Pointing entries:
'''

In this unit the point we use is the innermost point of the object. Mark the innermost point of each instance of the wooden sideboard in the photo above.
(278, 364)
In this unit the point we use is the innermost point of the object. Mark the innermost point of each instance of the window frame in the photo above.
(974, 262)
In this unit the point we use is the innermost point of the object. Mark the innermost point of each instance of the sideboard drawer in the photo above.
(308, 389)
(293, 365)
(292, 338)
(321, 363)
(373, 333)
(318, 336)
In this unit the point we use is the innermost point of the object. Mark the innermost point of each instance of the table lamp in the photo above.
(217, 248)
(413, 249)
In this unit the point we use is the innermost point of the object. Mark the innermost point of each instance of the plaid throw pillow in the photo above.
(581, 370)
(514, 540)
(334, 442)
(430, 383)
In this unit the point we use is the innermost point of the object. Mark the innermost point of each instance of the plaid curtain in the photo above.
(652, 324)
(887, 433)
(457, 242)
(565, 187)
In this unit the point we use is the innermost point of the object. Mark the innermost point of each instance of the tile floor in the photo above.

'''

Aim
Please rewrite the entries from the line containing "frame in the photo above." through the end of the entries, substituting "checkered" for "plaid" and leaving everything else unchanged.

Task solution
In this unit the point we use is the innermost point of the object. Mark the innermost point of each instance of the window frame in the photo above.
(974, 262)
In this unit the point we use is the innermost point of the object. Mark the innermost point of each instance of the sideboard drawer in the photo above.
(308, 389)
(293, 365)
(292, 338)
(321, 363)
(373, 333)
(318, 336)
In this unit the point we use is the innermost point of the object. Mark the innermost point of each instance of the table lamp in the photo above.
(217, 248)
(413, 249)
In this unit the point we use is the innermost point of the object. Mark the innermost point of each instance of the checkered throw pillow in the photo above.
(581, 370)
(514, 540)
(334, 442)
(430, 383)
In this unit the point we use is the innermost point of the object. Mark the innermost point of each instance of the checkered curtain in the photo above.
(652, 324)
(887, 433)
(457, 242)
(565, 187)
In this unit the point we use is the innermost point of the object. Mark the innermost point of each instance of the tile floor in the photo above.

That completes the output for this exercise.